◆ **Selected text**:
Later I walk to NYU Stern for one or two classes, catch up with classmates, and have lunch on campus. Depending on the day, I might attend an evening lecture. Kevin Ryan, the founder of MongoDB and former CEO of DoubleClick, spoke recently and that was excellent.

Sometimes I meet collaborators instead of going to a lecture. For example, I have been working with someone building automation for gig work on Upwork, starting with Power BI dashboards. The goal is to streamline the entire process from client request to completed dashboard, essentially creating an Upwork agent. I often spend evenings working on projects like that, then head home, cook dinner, and wrap up the day by pushing those ideas forward.

You recently started an MBA program. What pushed you to go back to school?

After selling SoFlo, I took an intentional pause. I taught yoga and spent two years traveling in a sprinter van. I wanted to do things that were personally meaningful before returning to entrepreneurship. Because of my ankle injury, I knew I could not count on an active retirement later in life.

When I was ready to build again, I wanted to be surrounded by ambitious peers with access to resources and networks. At Georgetown, my coursework was broad and introductory through the global business program, so I wanted advanced courses in areas like scaling, financing, and capital allocation. I wanted to learn how to make better things from experienced practitioners.

I received a full scholarship to Stern and chose it because I wanted to be in New York, at the center of business and creativity. I also valued that Stern’s culture felt forward-looking rather than conservative, and I wanted a program that would let me grow my network while having the time and space to launch my next venture.

◆ **Data segment**:
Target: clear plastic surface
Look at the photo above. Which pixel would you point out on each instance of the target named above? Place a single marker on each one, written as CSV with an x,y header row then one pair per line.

◆ **Work instruction A**: Condense the paragraph of the interview that begins "After selling SoFlo" into a shorter version that keeps its main facts.
◆ **Work instruction B**: Extend the interview about returning to school for an MBA, picking up after its final sentence.
The lines after the interview can be set aside.

◆ **Response box A**: After selling SoFlo, the speaker deliberately paused, teaching yoga and spending two years traveling in a sprinter van to do personally meaningful things before going back to entrepreneurship. An ankle injury meant an active retirement later in life could not be counted on.

◆ **Response box B**:
What is the most fulfilling part of being an entrepreneur

The most fulfilling part is building a team and seeing people discover more in themselves than they thought possible. At SoFlo, many of our tutors realized they loved education. Some went on to Teach For America or pursued education policy roles, and their first exposure to the field came through tutoring for extra income. Helping them find a calling was deeply rewarding.

I also love creating something from an idea and putting it into the world. There is something extraordinary about turning an abstract thought into reality. It feels like shaping a small part of the world yourself.

Is there anything you wish more people knew about entrepreneurship?

Entrepreneurship is often romanticized, but most of the clichés about it being hard, risky, and occasionally rewarding are true. It is demanding work that requires passion and resilience.

What I wish people understood is that entrepreneurship is not a single path or reserved for venture-backed startups. It is a mindset that applies equally to building a local tutoring company or launching a global tech firm. The common thread is that it is about solving problems and shaping your own future, and it only works if you care deeply about the work.

How does Georgetown continue to support you as an alumnus?

I stay involved with Georgetown because I think giving back matters. Jeff Reid and Georgetown Entrepreneurship have been tremendous advocates for founders on campus.

I am part of the Georgetown Angel Investor Network, which lets me collaborate with other alumni investing in alumni-founded businesses. I also participate in the GEA Experts on Call program to help current students who have questions, because I remember how hard it was to get good advice as a student. It can be really tempting to give mentorship to the people who are really driven and know where they are going right away, but people with a lot of talent and uncertainty need mentorship too.

Finally, what is one piece of advice you would give to any Georgetown student who might be interested in entrepreneurship?

The best advice I can give is to just start building something. The sooner you start, the sooner you learn your interests, and the further along you will get. Starting early also gives you proof of concept, which makes others more likely to invest in you because they see traction.

You will also figure out what you actually care about as you build. I think a lot of Georgetown students already have that entrepreneurial mindset. They are not waiting for permission. They are out there figuring out how to gain expertise.